Job 1 >> Return, without changes, the lines of the records from the line holding "trace the outline of every instance of the white" through the line holding "206 275 L 210", inclusive, and leave the pictures out.

Article >>
============================================================

Another powerful connection that binds Arnold Friend with the sinister Pied Piper is vernacular and music. Connie observes that Friend speaks in a “lilting voice,” “a slight rhythmic lilt,” and has a “singsong” manner of speaking which recalls to her mind a popular song of yesteryear. It is not by chance either that she sees a resemblance between his voice and a music disc jockey (DJ). He converses also with Connie about a favorite teenage topic, the popular teen music, throwing names at her like Bobby King. The entire scenario happens with a background of music blaring through the car’s transistor radio. The exact radio program to which she is listening is playing in her victimizer’s car. Friend mirrors teenagers, forging a like identity with them in order to gain trust and acceptance. Lilting is an animated, rhythmic type of music sung by the Celts of Ireland in the absence of instruments. Moreover, Friend ensures that he is abreast of the teenage dialect and mouths the up-to-the-minute phrases that the American youth would employ to communicate among one another. With ease, Friend talks to Commie like a peer; however, in a fit of anger, he blurts a succession of adolescent catch-phrases which he learned. As if in a trance of a fortune-teller or medium, Arnold Friend reveals to Connie where her family was, what they were doing, and who were there at the family barbeque. It seems like Friend had psychic ability to entrance his victims and to peer into the future and omniscient view of the present. “Right now, they're uh—they're drinking. Sitting around,’ he said vaguely, squinting as if he were staring all the way to town and over to Aunt Tillie's back yard. Then the vision seemed to get clear and he nodded energetically.”

============================================================

Given entries >>

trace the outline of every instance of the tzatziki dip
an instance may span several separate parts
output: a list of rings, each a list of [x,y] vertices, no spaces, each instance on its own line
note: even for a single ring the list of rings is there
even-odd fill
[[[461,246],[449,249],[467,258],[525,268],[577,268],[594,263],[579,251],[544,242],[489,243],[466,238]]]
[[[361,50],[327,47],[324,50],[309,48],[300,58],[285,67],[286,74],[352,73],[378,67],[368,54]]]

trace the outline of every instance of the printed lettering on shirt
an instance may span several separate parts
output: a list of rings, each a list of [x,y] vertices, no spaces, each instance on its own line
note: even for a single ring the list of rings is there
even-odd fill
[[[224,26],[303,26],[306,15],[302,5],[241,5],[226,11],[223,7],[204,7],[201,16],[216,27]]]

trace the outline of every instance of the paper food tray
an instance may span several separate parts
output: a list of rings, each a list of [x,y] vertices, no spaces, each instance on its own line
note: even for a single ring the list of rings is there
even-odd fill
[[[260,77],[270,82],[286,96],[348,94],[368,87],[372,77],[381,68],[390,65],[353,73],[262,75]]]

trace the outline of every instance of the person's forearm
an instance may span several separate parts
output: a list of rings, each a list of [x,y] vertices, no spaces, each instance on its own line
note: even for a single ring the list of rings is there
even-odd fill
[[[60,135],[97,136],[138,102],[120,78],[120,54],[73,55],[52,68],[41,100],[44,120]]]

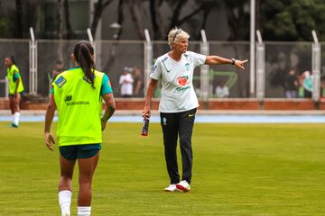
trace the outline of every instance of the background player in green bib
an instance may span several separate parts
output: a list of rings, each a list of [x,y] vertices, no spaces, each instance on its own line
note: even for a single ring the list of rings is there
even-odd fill
[[[60,148],[60,179],[59,203],[61,215],[70,215],[72,175],[76,160],[79,167],[78,215],[90,215],[91,182],[101,148],[101,130],[115,111],[108,76],[95,68],[94,49],[79,42],[72,58],[76,67],[60,74],[53,81],[52,94],[45,116],[45,144],[52,150],[50,132],[58,109],[57,142]],[[107,109],[101,117],[102,99]]]
[[[5,58],[5,65],[7,68],[7,78],[9,80],[9,104],[14,121],[12,126],[18,128],[20,116],[20,101],[23,92],[23,86],[21,74],[14,63],[14,57]]]

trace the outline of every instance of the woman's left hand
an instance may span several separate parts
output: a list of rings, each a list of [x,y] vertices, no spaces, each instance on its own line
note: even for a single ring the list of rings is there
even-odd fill
[[[45,132],[45,145],[46,147],[53,151],[52,145],[55,144],[54,138],[50,132]]]
[[[248,59],[246,60],[235,60],[235,66],[240,69],[245,69],[244,64],[246,63]]]

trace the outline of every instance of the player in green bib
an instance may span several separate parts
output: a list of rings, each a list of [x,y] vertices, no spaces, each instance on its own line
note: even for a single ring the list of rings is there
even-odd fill
[[[79,168],[78,215],[90,215],[91,182],[101,148],[101,131],[115,111],[108,76],[95,68],[94,49],[88,41],[75,47],[76,67],[60,74],[52,83],[52,94],[45,115],[45,144],[53,150],[51,125],[58,110],[57,142],[60,149],[60,179],[59,203],[61,215],[70,215],[72,175],[75,162]],[[101,116],[102,100],[107,109]]]
[[[14,119],[12,126],[18,128],[20,117],[19,105],[21,95],[23,92],[22,76],[15,65],[14,57],[5,58],[5,65],[7,68],[7,78],[9,80],[9,104]]]

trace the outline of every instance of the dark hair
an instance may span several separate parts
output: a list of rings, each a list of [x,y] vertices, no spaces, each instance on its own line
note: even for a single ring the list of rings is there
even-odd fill
[[[94,55],[94,48],[88,41],[82,40],[76,44],[73,50],[73,54],[86,77],[91,82],[91,86],[95,88],[94,70],[96,69],[96,66],[92,58],[92,56]]]

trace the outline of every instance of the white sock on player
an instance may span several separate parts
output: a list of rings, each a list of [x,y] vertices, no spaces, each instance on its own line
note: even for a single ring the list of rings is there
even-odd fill
[[[19,116],[20,116],[20,112],[16,112],[14,114],[14,123],[18,126],[19,125]]]
[[[72,192],[64,190],[59,192],[59,204],[61,209],[62,216],[70,215],[70,205],[71,205]]]
[[[90,206],[78,206],[78,216],[89,216],[90,212]]]

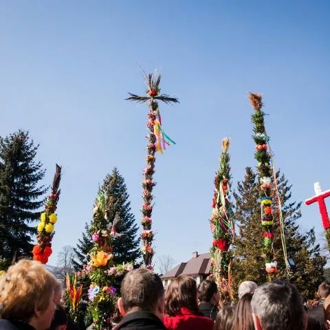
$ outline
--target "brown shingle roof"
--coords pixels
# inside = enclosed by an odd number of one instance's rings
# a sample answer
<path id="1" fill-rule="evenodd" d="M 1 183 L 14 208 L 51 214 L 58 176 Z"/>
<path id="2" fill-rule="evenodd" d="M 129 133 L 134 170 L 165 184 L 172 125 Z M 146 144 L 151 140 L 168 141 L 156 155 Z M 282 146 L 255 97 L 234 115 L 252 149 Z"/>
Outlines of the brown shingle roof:
<path id="1" fill-rule="evenodd" d="M 206 275 L 210 274 L 211 265 L 209 253 L 204 253 L 197 258 L 192 258 L 186 263 L 182 263 L 162 276 L 171 278 L 179 275 Z"/>

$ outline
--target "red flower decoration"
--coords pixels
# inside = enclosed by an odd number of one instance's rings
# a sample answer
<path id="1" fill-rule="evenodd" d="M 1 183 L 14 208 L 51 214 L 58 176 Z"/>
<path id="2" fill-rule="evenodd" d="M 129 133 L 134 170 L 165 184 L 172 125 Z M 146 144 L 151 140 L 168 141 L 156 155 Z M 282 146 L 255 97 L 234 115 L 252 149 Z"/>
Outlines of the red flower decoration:
<path id="1" fill-rule="evenodd" d="M 226 239 L 218 239 L 213 241 L 213 246 L 218 248 L 221 251 L 227 251 L 229 248 L 229 243 Z"/>
<path id="2" fill-rule="evenodd" d="M 272 214 L 272 208 L 270 206 L 266 206 L 265 208 L 264 208 L 263 212 L 265 214 L 270 215 Z"/>
<path id="3" fill-rule="evenodd" d="M 267 239 L 273 239 L 275 237 L 275 234 L 274 232 L 265 232 L 263 233 L 263 236 Z"/>
<path id="4" fill-rule="evenodd" d="M 156 89 L 151 89 L 148 94 L 149 96 L 156 96 L 158 94 L 158 91 Z"/>

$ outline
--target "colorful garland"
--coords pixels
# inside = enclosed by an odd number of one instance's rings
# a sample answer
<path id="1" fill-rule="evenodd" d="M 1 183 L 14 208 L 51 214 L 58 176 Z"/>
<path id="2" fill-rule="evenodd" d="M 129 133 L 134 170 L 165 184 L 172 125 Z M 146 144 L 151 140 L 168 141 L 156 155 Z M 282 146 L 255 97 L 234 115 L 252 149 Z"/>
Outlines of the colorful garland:
<path id="1" fill-rule="evenodd" d="M 111 328 L 120 280 L 126 272 L 133 269 L 131 263 L 113 265 L 113 241 L 120 236 L 117 232 L 120 220 L 116 214 L 108 217 L 107 204 L 107 196 L 99 190 L 89 228 L 94 246 L 89 252 L 88 265 L 77 274 L 79 277 L 88 276 L 90 278 L 89 311 L 96 330 Z"/>
<path id="2" fill-rule="evenodd" d="M 47 263 L 52 253 L 52 240 L 54 234 L 54 226 L 57 221 L 57 215 L 54 212 L 56 210 L 60 193 L 59 190 L 60 175 L 61 167 L 56 164 L 52 193 L 47 199 L 45 212 L 41 214 L 41 221 L 37 228 L 38 234 L 36 238 L 38 243 L 34 245 L 32 250 L 33 260 L 40 261 L 42 263 Z"/>
<path id="3" fill-rule="evenodd" d="M 230 192 L 230 168 L 228 153 L 230 140 L 222 140 L 220 167 L 214 178 L 214 192 L 212 199 L 211 232 L 213 235 L 211 253 L 211 272 L 221 292 L 232 298 L 232 280 L 230 274 L 232 256 L 228 249 L 234 235 L 234 212 L 228 200 Z"/>
<path id="4" fill-rule="evenodd" d="M 265 129 L 265 113 L 262 111 L 262 96 L 250 93 L 250 101 L 255 111 L 252 116 L 254 124 L 253 140 L 256 142 L 254 157 L 258 161 L 258 172 L 260 179 L 259 197 L 261 204 L 261 224 L 264 228 L 263 240 L 265 254 L 265 271 L 268 274 L 278 272 L 277 262 L 273 260 L 272 245 L 274 238 L 274 225 L 272 207 L 272 166 L 271 155 L 268 151 L 269 137 Z"/>
<path id="5" fill-rule="evenodd" d="M 175 144 L 165 133 L 162 126 L 162 118 L 157 100 L 163 101 L 165 103 L 177 103 L 179 101 L 175 98 L 170 98 L 166 94 L 160 94 L 159 87 L 161 81 L 160 75 L 150 74 L 148 76 L 146 75 L 145 78 L 146 83 L 148 86 L 148 89 L 146 91 L 147 96 L 138 96 L 129 93 L 131 96 L 126 98 L 126 100 L 138 102 L 144 102 L 148 100 L 149 113 L 146 126 L 149 130 L 149 133 L 147 138 L 148 144 L 147 146 L 148 155 L 146 158 L 146 166 L 143 172 L 143 205 L 141 210 L 143 216 L 141 219 L 143 231 L 141 234 L 141 241 L 142 243 L 142 252 L 144 263 L 144 267 L 153 270 L 152 261 L 154 250 L 152 242 L 154 233 L 151 230 L 153 223 L 151 215 L 153 207 L 152 204 L 153 199 L 153 188 L 156 185 L 153 181 L 155 162 L 156 160 L 155 153 L 157 151 L 163 153 L 166 145 L 169 145 L 170 142 Z"/>

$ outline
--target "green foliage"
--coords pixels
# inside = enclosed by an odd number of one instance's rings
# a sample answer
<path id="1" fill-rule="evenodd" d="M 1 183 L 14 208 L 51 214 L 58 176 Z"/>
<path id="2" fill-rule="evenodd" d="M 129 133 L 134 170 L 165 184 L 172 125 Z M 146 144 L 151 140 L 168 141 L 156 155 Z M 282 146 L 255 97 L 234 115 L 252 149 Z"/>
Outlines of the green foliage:
<path id="1" fill-rule="evenodd" d="M 289 277 L 307 298 L 314 298 L 318 285 L 323 280 L 325 258 L 320 255 L 320 245 L 316 244 L 314 229 L 302 232 L 297 223 L 300 218 L 300 204 L 291 200 L 291 186 L 284 175 L 276 173 L 278 192 L 282 202 L 285 235 L 287 255 L 296 265 L 296 272 L 289 275 L 286 271 L 280 233 L 278 226 L 274 226 L 275 238 L 273 243 L 274 258 L 278 262 L 277 276 Z M 260 219 L 261 205 L 257 203 L 258 184 L 257 175 L 251 168 L 246 168 L 244 180 L 238 183 L 235 217 L 239 227 L 239 236 L 234 241 L 234 262 L 232 274 L 236 287 L 245 280 L 258 284 L 265 283 L 267 274 L 264 272 L 265 255 L 261 253 L 263 248 L 263 228 Z M 274 206 L 275 223 L 278 223 L 277 210 Z"/>
<path id="2" fill-rule="evenodd" d="M 31 256 L 36 228 L 46 192 L 39 182 L 45 175 L 36 160 L 38 145 L 28 132 L 0 138 L 0 258 Z"/>
<path id="3" fill-rule="evenodd" d="M 105 177 L 102 189 L 109 197 L 105 206 L 107 218 L 110 222 L 115 217 L 118 221 L 118 231 L 120 236 L 113 241 L 113 261 L 137 263 L 141 257 L 139 239 L 137 237 L 138 225 L 131 209 L 131 202 L 124 177 L 117 168 Z"/>

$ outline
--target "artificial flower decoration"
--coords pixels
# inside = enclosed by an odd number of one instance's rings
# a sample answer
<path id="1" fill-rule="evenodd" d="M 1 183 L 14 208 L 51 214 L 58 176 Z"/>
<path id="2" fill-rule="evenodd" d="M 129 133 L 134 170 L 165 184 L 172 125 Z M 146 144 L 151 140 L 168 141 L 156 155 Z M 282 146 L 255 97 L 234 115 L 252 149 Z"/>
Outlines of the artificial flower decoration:
<path id="1" fill-rule="evenodd" d="M 50 214 L 50 222 L 53 224 L 55 224 L 57 221 L 57 215 L 55 213 L 52 213 Z"/>
<path id="2" fill-rule="evenodd" d="M 60 182 L 61 167 L 57 164 L 54 176 L 52 193 L 48 196 L 45 212 L 40 214 L 41 222 L 38 223 L 37 245 L 32 250 L 33 260 L 47 263 L 52 253 L 52 239 L 54 236 L 54 225 L 57 221 L 54 214 L 60 193 L 59 186 Z"/>
<path id="3" fill-rule="evenodd" d="M 265 113 L 262 110 L 262 96 L 258 94 L 250 93 L 249 95 L 251 104 L 254 109 L 252 116 L 254 123 L 254 136 L 253 139 L 256 144 L 254 157 L 258 162 L 258 172 L 260 176 L 260 196 L 261 204 L 261 224 L 265 228 L 264 232 L 264 255 L 266 260 L 266 272 L 269 274 L 277 272 L 277 263 L 273 263 L 273 240 L 274 224 L 272 208 L 272 168 L 270 166 L 271 155 L 268 151 L 267 143 L 269 138 L 265 129 Z M 273 265 L 275 265 L 274 267 Z M 271 276 L 269 278 L 271 280 Z"/>
<path id="4" fill-rule="evenodd" d="M 42 232 L 45 228 L 45 222 L 39 222 L 37 230 L 38 232 Z"/>
<path id="5" fill-rule="evenodd" d="M 98 252 L 91 257 L 91 265 L 94 267 L 104 267 L 108 261 L 113 258 L 112 254 L 106 253 L 104 251 L 98 251 Z"/>
<path id="6" fill-rule="evenodd" d="M 53 232 L 54 231 L 54 226 L 52 223 L 47 223 L 45 226 L 45 230 L 46 231 L 46 232 L 50 234 L 51 232 Z"/>

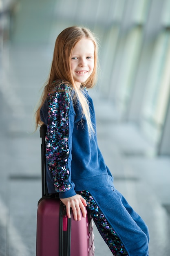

============================================================

Job 2 >> Summarize the article on Arnold Friend's voice and music in two sentences.

Task solution 1 >>
trace the outline of every instance of the white sock on player
an instance may span several separate parts
output: a list of rings, each a list of [x,y] vertices, no spaces, each instance on its own line
note: even for a single ring the list of rings is there
even-odd fill
[[[19,116],[20,116],[20,112],[16,112],[14,114],[14,123],[18,126],[19,125]]]
[[[72,192],[64,190],[59,192],[59,204],[61,209],[62,216],[70,215],[70,205],[71,205]]]
[[[90,206],[78,206],[78,216],[89,216],[90,212]]]

$ outline
--target "brown shingle roof"
--coords pixels
# inside = enclosed by an odd number of one instance's rings
# a sample answer
<path id="1" fill-rule="evenodd" d="M 1 183 L 14 208 L 51 214 L 58 176 Z"/>
<path id="2" fill-rule="evenodd" d="M 129 133 L 134 170 L 165 184 L 172 125 Z M 146 144 L 151 140 L 168 141 L 156 155 Z M 282 146 L 255 97 L 234 115 L 252 149 Z"/>
Outlines of the brown shingle roof:
<path id="1" fill-rule="evenodd" d="M 206 275 L 210 274 L 211 265 L 209 253 L 204 253 L 197 258 L 192 258 L 186 263 L 182 263 L 162 276 L 171 278 L 179 275 Z"/>

Task solution 2 >> The article links Arnold Friend to the sinister Pied Piper through his vernacular and music: his lilting, singsong voice, his resemblance to a disc jockey, his talk of popular teen music, and the same radio program playing in his car that Connie is listening to. He mirrors teenagers and uses their up-to-the-minute phrases to gain trust and acceptance, and, as if in a trance, he seems to show psychic ability when he tells Connie where her family is and what they are doing.